**Trecho do texto**
★ ★ ★ ★ ★ ★ ★
Jornal GGN – Em tão pouco tempo, desde o golpe do impeachment, o país jamais viveu um desatino tão grande, um assalto tão violento a direitos de quase a totalidade da população e mesmo o ataque às potencialidades do próprio país. A afirmativa foi feita por Janio de Freitas, em sua coluna de hoje na Folha. O articulista aponta que, mesmo na Síria com guerra em grande parte de seu territória, as coisas melhoram. E isso não se tem aqui.

Janio aponta que o que é oferecido por Meirelles é um país manietado, aprisionado na desinteligência de um teto obrigatório de gastos que tem a imoralidade de cortar até gastos com educação e saúde. Daí, com este quadro, as greves e protestos, não importa o tamanho, se justificam de saída, já por seu valor simbólico de que pessoas se rebelem contra a espoliação de conquistas tão duramente conseguidas.

Leia o artigo a seguir.

da Folha

Greves, não importa a dimensão, justificam-se pelo simbolismo

por Janio de Freitas

“Governo Temer” é só uma expressão da preguiça mental aliada a defeitos muito piores. Trata-se, na verdade, da aberração Temer. Jamais –portanto nem na venenosa fase de Roberto Campos como ideólogo e artífice da ditadura– este país de desatinos viveu, em tão pouco tempo, um assalto tão violento e extenso a direitos de mais de quatro quintos da sua população e às potencialidades do próprio país.

Mesmo na Síria atual, nem toda em guerra, algumas coisas melhoram. Os países são composições tão complexas e contraditórias que, neles, nunca tudo segue na mesma direção. Foi o caso inegável da ditadura militar. É o caso deste transe que permite a Henrique Meirelles, Michel Temer e aos economistas do lucro fácil a comemoração, como no mês passado, de uns quantos números aparentemente consagratórios, mas já de volta à realidade torpe.

Nem poderia ser diferente. O que Meirelles tem a oferecer e a subserviência Temer subscreve, ambos a título de combate à crise, é um país manietado, com a vitalidade reprimida, aprisionado na desinteligência de um teto obrigatório de gastos que, no entanto, para baixo vai até à imoralidade de cortar gastos da educação e da saúde.

As greves e os demais protestos previstos para amanhã, não importa a dimensão alcançada, justificam-se já pelo valor simbólico: há quem se insurja, neste país de castas, contra a espoliação de pequenas e penosas conquistas que fará mais injusta e mais árdua a vida de milhões de famílias, crianças, mulheres, velhos, trabalhadores da pedra, da graxa, da carga, do lixo, do ferro –os que mantêm o Brasil de pé. E, com isso, à revelia permitem que as Bolsas, a corrupção e outras bandalheiras vicejem.
★ ★ ★ ★ ★ ★ ★
**Objetivo A**
Reproduza do trecho sobre as greves a passagem que vai de "Nem poderia ser" até "outras bandalheiras vicejem.", sem alterar nada.
★ ★ ★ ★ ★ ★ ★
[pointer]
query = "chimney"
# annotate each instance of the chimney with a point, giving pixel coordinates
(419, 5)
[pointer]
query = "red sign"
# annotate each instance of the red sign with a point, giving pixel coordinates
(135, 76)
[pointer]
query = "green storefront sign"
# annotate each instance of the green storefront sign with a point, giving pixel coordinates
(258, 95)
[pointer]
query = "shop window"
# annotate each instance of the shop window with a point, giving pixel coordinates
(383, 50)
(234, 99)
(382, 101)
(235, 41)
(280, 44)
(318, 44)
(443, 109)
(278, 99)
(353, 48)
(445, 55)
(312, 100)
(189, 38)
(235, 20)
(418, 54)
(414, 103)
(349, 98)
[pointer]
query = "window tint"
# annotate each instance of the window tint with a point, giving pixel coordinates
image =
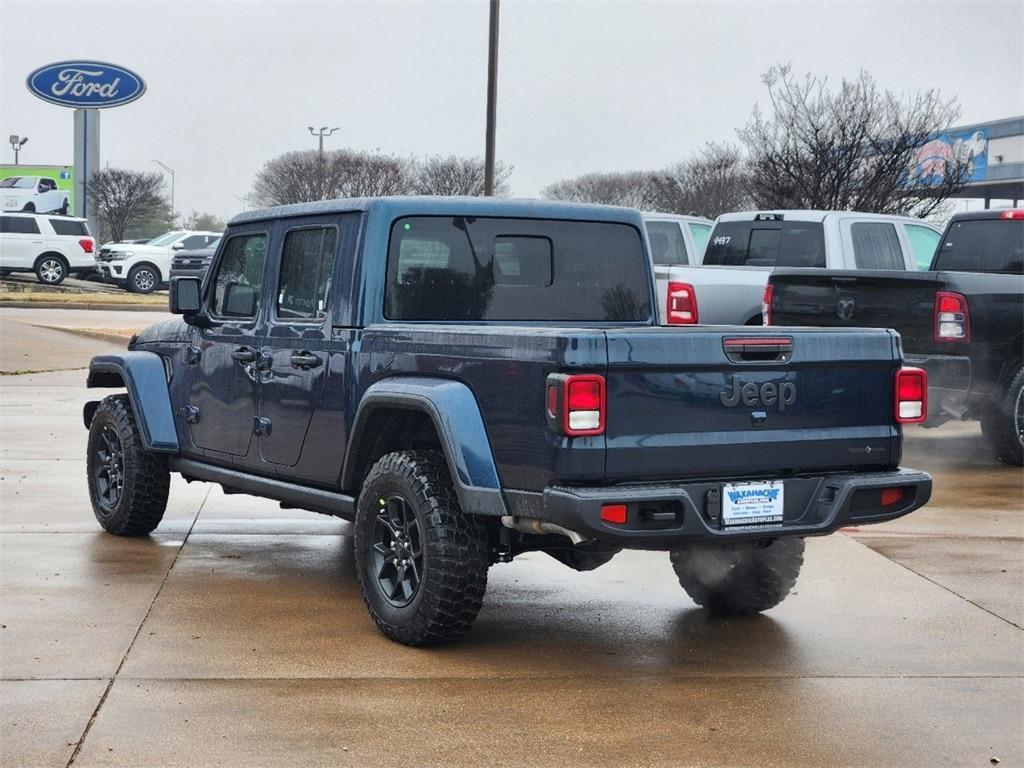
(876, 246)
(442, 268)
(700, 233)
(667, 244)
(306, 268)
(983, 246)
(18, 225)
(923, 243)
(766, 244)
(240, 274)
(66, 226)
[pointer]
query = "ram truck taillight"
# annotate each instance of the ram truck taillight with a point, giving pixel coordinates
★ ★ ★ ★ ★ ★ ★
**Objetivo B**
Informe quantas linhas acima contêm a palavra "sign", respondendo apenas com o número.

**Resultado da tarefa A**
Nem poderia ser diferente. O que Meirelles tem a oferecer e a subserviência Temer subscreve, ambos a título de combate à crise, é um país manietado, com a vitalidade reprimida, aprisionado na desinteligência de um teto obrigatório de gastos que, no entanto, para baixo vai até à imoralidade de cortar gastos da educação e da saúde.

As greves e os demais protestos previstos para amanhã, não importa a dimensão alcançada, justificam-se já pelo valor simbólico: há quem se insurja, neste país de castas, contra a espoliação de pequenas e penosas conquistas que fará mais injusta e mais árdua a vida de milhões de famílias, crianças, mulheres, velhos, trabalhadores da pedra, da graxa, da carga, do lixo, do ferro –os que mantêm o Brasil de pé. E, com isso, à revelia permitem que as Bolsas, a corrupção e outras bandalheiras vicejem.

**Resultado da tarefa B**
4